» TEXTAUSZUG:
Sie sagen: Kommt, wir ziehen hinauf zum Berg des Herrn und zum Haus des Gottes Jakobs. Er zeige uns seine Wege, auf seinen Pfaden wollen wir gehen. Denn von Zion kommt die Weisung des Herrn, aus Jerusalem sein Wort. Er spricht Recht im Streit der Völker, er weist viele Nationen zurecht.
Dann schmieden sie Pflugscharen aus ihren Schwertern und Winzermesser aus ihren Lanzen. Man zieht nicht mehr das Schwert, Volk gegen Volk, und übt nicht mehr für den Krieg.
Ihr vom Haus Jakob, kommt, wir wollen unsere Wege gehen im Licht des Herrn.

Zweite Lesung

Röm 13,11-14a

Bedenkt die gegenwärtige Zeit: Die Stunde ist gekommen, aufzustehen vom Schlaf. Denn jetzt ist das Heil uns näher als zu der Zeit, da wir gläubig wurden. Die Nacht ist vorgerückt, der Tag ist nahe.
Darum lasst uns ablegen die Werke der Finsternis und anlegen die Waffen des Lichts. Lasst uns ehrenhaft leben wie am Tag, ohne maßloses Essen und Trinken, ohne Unzucht und Ausschweifung, ohne Streit und Eifersucht. Legt (als neues Gewand) den Herrn Jesus Christus an.

» ÜBUNGSAUFGABEN:
A - Gib den Abschnitt des Textauszugs wortgetreu wieder, der mit den Worten "Sie sagen: Kommt, wir" beginnt und mit "Tag ist nahe." endet.
B - Was schmieden sie laut dem Textauszug aus ihren Schwertern?

» QUELLENAUSZUG:
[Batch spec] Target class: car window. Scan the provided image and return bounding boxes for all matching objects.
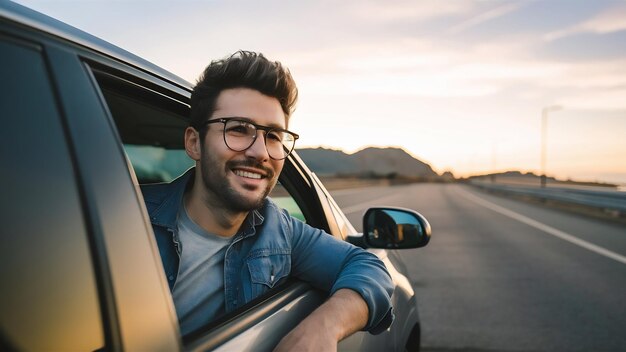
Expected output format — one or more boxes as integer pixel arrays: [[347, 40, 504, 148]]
[[84, 66, 314, 341], [270, 182, 306, 222], [0, 36, 105, 351]]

» LÖSUNGEN JE AUFGABE:
A -
Sie sagen: Kommt, wir ziehen hinauf zum Berg des Herrn und zum Haus des Gottes Jakobs. Er zeige uns seine Wege, auf seinen Pfaden wollen wir gehen. Denn von Zion kommt die Weisung des Herrn, aus Jerusalem sein Wort. Er spricht Recht im Streit der Völker, er weist viele Nationen zurecht.
Dann schmieden sie Pflugscharen aus ihren Schwertern und Winzermesser aus ihren Lanzen. Man zieht nicht mehr das Schwert, Volk gegen Volk, und übt nicht mehr für den Krieg.
Ihr vom Haus Jakob, kommt, wir wollen unsere Wege gehen im Licht des Herrn.

Zweite Lesung

Röm 13,11-14a

Bedenkt die gegenwärtige Zeit: Die Stunde ist gekommen, aufzustehen vom Schlaf. Denn jetzt ist das Heil uns näher als zu der Zeit, da wir gläubig wurden. Die Nacht ist vorgerückt, der Tag ist nahe.

B - Pflugscharen.